Work to be completed: Find every line in the material below that contains the word "query", and copy each of those lines in full.

Provided records:
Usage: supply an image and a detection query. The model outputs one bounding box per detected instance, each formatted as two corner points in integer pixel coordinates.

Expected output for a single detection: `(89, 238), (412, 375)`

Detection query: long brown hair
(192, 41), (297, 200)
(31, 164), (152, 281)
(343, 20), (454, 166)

The answer:
Usage: supply an image and a detection query. The model outputs one bounding box per detected instance, each formatted as two corner points in integer pixel coordinates.
Detection query: long brown hair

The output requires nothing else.